From Keith Wiley <kwi...@keithwiley.com>
Subject Re: Efficient query to directory-num-files?
Date Wed, 06 Oct 2010 05:56:42 GMT

On 2010, Oct 04, at 11:38 AM, Harsh J wrote:

> On Mon, Oct 4, 2010 at 11:11 PM, Keith Wiley <kwiley@keithwiley.com>  
> wrote:
>> - I want to know how many files are in a directory.
>> - Well, actually, I want to know how many files are in a few  
>> thousand directories.
>> - I anticipate the answer to be approximately four million.
>> - If I were to pipe "hadoop fs -ls | wc" I estimate a return of  
>> about 360MBs of textual ls data to my client (Each hadoop ls entry  
>> is about 90B since it is always "ls -l" style), when all I really  
>> want is the file-count.
>> Is there a smarter way to do this?
>> Thanks.
> There's a "FileSystem.listStatus(...).length" you could use, in Java.
> (cook up a utility for it if you need it in commandline. Its what the
> FsShell does anyway when you use it via 'hadoop fs/dfs'.)

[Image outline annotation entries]
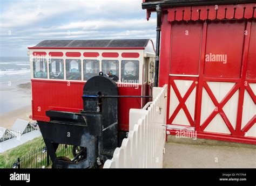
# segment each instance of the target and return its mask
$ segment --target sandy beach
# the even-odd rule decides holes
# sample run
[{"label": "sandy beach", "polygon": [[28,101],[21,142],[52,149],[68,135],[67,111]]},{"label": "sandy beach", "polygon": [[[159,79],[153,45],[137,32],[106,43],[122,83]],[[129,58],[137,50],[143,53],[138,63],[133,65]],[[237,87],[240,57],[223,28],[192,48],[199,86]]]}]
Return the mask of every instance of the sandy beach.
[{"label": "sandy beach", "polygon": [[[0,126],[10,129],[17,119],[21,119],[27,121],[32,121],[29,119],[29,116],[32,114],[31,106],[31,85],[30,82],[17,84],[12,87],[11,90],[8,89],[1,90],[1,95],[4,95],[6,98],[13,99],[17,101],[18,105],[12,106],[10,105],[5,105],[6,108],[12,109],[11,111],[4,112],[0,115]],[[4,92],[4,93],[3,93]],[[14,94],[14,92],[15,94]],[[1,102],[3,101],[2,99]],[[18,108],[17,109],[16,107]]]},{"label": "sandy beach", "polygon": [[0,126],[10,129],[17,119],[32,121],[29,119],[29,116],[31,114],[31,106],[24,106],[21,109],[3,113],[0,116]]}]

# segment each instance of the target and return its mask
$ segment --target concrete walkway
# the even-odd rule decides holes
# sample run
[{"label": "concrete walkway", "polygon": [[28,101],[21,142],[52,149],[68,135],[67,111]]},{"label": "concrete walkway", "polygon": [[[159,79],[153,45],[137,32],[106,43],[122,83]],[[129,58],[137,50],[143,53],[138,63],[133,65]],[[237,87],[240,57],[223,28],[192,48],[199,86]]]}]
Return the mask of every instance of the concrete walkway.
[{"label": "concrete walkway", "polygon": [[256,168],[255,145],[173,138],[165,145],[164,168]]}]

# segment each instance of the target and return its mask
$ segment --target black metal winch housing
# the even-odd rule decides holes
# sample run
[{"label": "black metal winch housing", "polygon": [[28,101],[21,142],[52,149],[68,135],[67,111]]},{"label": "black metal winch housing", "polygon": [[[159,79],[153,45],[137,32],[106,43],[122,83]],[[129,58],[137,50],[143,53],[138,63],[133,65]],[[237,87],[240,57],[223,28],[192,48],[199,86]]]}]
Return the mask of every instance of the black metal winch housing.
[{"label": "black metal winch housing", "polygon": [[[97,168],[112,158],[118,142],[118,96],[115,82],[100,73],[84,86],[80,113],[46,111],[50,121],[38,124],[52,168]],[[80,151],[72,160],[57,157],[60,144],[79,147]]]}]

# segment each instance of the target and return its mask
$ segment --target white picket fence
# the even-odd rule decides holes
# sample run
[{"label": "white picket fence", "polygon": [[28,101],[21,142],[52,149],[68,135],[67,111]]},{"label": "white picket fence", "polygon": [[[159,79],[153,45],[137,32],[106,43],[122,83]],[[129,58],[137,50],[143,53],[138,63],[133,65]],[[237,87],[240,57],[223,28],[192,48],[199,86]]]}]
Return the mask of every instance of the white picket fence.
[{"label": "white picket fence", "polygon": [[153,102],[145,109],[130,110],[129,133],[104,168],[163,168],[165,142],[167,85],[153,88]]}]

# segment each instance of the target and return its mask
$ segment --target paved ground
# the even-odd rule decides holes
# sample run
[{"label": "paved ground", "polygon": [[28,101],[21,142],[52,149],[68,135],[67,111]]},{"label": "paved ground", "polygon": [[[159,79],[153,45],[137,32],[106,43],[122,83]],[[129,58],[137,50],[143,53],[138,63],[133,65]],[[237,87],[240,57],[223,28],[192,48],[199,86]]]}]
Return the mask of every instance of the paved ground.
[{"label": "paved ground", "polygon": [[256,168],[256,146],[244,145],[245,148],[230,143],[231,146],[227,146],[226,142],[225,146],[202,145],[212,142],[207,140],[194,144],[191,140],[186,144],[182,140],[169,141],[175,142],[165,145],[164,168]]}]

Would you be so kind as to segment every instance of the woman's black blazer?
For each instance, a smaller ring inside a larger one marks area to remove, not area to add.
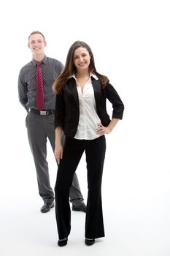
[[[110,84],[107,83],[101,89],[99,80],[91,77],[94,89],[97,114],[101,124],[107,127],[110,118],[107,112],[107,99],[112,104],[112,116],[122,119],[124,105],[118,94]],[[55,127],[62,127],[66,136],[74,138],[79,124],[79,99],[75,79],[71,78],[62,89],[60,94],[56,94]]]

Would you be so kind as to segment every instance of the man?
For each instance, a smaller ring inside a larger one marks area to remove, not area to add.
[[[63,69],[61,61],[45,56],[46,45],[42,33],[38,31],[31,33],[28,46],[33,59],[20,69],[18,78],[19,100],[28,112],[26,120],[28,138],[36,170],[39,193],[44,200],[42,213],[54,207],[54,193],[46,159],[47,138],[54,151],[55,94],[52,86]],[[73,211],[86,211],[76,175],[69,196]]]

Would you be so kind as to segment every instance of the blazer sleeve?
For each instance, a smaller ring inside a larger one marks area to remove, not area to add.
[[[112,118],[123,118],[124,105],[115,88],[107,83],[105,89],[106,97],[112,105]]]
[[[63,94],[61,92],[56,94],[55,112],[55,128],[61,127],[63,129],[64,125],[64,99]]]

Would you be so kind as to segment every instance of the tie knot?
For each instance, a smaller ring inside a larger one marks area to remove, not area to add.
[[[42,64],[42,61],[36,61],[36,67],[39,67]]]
--
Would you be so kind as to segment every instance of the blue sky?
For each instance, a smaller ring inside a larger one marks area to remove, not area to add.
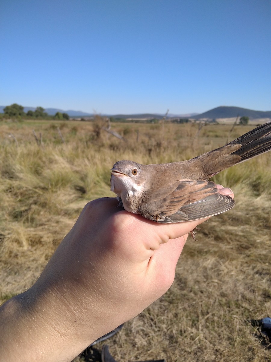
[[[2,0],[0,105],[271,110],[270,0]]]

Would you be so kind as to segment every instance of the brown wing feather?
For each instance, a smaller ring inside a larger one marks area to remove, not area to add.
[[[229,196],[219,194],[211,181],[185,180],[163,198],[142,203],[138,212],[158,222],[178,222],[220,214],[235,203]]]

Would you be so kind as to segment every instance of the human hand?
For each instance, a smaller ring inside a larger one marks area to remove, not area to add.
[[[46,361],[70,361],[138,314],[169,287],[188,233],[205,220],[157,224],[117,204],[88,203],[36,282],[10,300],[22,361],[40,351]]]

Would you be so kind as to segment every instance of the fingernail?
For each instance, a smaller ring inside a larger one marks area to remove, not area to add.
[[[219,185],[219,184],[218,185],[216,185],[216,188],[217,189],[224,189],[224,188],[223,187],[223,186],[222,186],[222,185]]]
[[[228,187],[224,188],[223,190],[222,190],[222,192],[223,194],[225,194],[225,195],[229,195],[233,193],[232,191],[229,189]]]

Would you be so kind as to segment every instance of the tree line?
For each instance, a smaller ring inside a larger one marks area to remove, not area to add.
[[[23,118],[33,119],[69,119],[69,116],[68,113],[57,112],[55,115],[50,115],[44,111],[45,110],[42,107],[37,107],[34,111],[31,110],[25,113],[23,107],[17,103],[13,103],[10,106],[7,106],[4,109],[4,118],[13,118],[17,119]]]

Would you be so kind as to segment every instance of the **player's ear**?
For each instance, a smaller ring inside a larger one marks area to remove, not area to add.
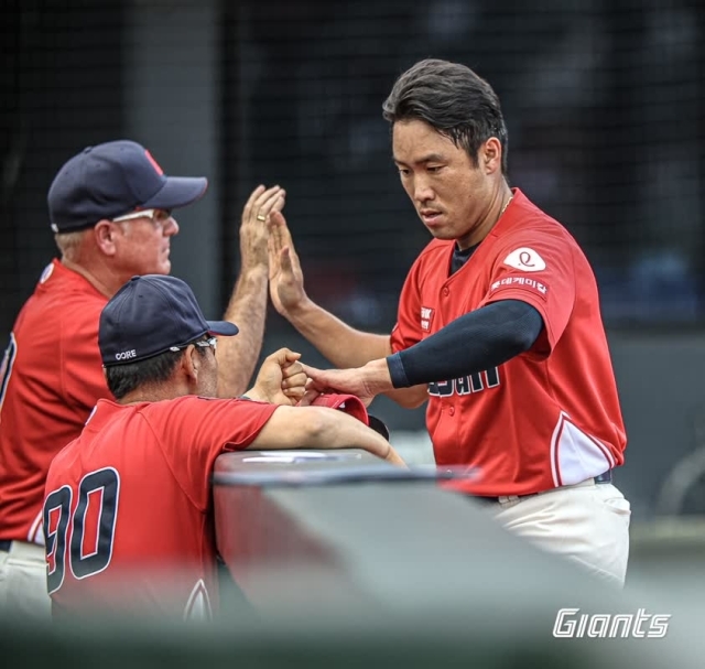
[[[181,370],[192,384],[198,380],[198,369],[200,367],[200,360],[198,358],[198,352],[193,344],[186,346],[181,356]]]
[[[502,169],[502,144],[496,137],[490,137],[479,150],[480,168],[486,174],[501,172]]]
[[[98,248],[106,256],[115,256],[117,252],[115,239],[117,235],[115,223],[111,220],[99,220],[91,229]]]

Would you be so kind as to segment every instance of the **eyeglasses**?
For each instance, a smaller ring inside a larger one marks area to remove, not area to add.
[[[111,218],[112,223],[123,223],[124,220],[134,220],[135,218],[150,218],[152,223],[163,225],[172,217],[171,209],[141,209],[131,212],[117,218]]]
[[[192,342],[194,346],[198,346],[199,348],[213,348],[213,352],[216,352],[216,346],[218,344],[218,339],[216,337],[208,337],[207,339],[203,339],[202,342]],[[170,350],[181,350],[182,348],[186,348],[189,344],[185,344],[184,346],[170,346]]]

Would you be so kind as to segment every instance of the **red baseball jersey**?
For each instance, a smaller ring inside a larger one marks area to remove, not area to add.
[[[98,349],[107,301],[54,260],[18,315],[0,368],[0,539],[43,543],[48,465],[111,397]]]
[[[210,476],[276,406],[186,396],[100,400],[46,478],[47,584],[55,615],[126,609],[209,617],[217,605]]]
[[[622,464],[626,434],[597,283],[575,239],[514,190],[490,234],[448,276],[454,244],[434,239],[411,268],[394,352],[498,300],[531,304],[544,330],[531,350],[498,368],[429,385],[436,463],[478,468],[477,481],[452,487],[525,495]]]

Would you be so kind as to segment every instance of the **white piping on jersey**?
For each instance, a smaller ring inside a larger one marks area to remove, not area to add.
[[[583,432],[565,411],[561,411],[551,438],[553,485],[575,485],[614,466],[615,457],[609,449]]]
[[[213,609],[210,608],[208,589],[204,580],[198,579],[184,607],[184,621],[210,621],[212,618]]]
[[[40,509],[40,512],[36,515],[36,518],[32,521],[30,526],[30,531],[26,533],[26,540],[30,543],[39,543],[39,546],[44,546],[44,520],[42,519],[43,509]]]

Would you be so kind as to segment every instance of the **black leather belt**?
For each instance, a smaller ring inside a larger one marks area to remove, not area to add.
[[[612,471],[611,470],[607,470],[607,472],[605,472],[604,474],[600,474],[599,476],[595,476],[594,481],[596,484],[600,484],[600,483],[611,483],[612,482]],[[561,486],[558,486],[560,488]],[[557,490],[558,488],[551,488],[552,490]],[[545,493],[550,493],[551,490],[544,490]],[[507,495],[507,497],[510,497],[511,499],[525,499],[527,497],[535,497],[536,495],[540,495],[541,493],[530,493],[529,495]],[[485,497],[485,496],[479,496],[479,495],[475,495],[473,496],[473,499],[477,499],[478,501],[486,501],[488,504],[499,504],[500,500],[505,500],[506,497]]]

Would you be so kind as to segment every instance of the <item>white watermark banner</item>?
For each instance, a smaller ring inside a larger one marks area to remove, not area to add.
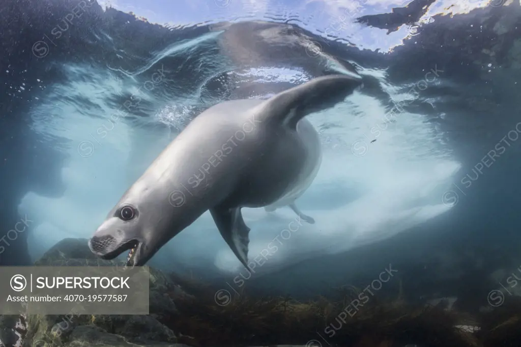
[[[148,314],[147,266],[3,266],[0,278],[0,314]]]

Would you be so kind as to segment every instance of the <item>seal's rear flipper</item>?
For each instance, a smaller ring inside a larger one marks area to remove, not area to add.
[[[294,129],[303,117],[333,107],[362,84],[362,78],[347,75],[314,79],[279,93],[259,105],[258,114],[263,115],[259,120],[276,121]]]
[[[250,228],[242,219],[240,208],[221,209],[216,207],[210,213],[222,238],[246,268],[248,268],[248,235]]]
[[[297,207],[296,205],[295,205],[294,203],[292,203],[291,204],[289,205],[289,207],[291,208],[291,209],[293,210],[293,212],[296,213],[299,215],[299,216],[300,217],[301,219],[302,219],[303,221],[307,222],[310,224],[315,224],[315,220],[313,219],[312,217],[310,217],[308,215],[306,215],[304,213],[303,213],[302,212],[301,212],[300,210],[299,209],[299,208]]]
--
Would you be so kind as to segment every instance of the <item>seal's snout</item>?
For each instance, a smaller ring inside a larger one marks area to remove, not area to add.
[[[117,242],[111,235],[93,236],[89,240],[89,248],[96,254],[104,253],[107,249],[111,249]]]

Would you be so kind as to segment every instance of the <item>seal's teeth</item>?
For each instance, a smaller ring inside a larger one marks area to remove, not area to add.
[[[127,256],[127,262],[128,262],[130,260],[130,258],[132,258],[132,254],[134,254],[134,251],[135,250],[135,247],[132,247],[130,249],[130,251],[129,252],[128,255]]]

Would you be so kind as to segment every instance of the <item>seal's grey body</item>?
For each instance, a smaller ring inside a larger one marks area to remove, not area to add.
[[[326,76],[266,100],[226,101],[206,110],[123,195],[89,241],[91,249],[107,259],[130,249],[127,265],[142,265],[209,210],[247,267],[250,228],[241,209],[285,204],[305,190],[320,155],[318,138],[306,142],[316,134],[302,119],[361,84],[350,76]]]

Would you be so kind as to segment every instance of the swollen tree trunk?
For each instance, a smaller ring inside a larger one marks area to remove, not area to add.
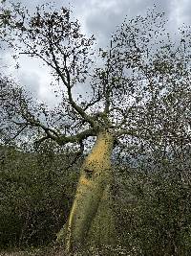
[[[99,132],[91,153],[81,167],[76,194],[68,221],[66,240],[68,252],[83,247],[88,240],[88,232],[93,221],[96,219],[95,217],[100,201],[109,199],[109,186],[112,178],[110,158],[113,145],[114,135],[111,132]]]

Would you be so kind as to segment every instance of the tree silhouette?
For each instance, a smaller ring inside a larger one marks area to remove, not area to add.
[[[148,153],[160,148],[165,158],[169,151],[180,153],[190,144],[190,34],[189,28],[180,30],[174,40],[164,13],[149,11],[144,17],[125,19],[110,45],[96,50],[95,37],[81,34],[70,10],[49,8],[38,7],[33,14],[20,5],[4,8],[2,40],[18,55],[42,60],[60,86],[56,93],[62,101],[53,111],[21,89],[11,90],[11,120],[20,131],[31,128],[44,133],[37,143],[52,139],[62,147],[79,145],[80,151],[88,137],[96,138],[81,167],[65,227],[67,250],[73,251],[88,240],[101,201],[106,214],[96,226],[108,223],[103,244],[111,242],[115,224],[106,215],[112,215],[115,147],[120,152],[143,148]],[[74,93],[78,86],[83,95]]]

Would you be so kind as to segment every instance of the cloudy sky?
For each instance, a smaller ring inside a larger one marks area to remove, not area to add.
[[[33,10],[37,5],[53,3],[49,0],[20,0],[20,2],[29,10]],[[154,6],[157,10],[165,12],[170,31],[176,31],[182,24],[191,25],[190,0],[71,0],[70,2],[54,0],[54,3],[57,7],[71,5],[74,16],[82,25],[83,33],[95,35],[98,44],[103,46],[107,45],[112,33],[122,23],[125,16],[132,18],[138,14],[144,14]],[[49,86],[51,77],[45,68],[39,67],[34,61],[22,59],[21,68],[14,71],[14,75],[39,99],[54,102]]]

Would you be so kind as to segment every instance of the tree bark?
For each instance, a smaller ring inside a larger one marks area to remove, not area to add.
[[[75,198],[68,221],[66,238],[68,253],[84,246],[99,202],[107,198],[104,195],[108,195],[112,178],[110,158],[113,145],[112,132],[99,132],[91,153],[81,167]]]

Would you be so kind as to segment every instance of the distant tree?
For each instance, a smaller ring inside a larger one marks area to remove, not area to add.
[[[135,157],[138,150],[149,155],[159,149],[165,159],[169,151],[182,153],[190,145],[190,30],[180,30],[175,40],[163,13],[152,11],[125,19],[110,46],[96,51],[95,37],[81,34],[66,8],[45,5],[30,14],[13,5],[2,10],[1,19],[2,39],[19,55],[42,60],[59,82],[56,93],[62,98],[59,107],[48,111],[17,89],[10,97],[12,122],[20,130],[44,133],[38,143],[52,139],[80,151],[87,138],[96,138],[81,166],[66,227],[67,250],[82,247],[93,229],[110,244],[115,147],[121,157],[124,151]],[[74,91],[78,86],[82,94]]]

What to work on:
• a. In the Hadoop file-count message, how many bytes does each hadoop ls entry take, by Keith Wiley's estimate?
• b. State whether each of the following agrees with the Hadoop file-count message, answering yes or no and quoting the words of the message that settle it: (i) Keith Wiley expects the total number of files to be roughly four million. (ii) Harsh J proposes a method to be used in Python. (iii) Each hadoop ls entry is always printed in "ls -l" style.
• c. Carry on the Hadoop file-count message from where it stops, writing Keith Wiley's reply to Harsh J's suggestion.

Written answers:
• a. About 90 bytes per entry.

• b.
(i) Yes: "I anticipate the answer to be approximately four million."
(ii) No: "There's a "FileSystem.listStatus(...).length" you could use, in Java."
(iii) Yes: "since it is always "ls -l" style"

• c.
> But I do not know if this will indeed reduce the querying time also,
> as it seems to create an array of all the entries under a path. I
> could not find a direct counting command, as even the count given by
> the FsShell seems to be of this manner. Trying it on some 50,000 items
> I created for testing it out seemed quick enough. I wouldn't know
> about 4 million though! Try it out and wait for better answers if any!
> :)

Thanks, I'll take a look at that and see what I can do with it.


Keith Wiley     kwiley@keithwiley.com     keithwiley.com     

"What I primarily learned in grad school is how much I *don't* know.
Consequently, I left grad school with a higher ignorance to knowledge  
ratio than
when I entered."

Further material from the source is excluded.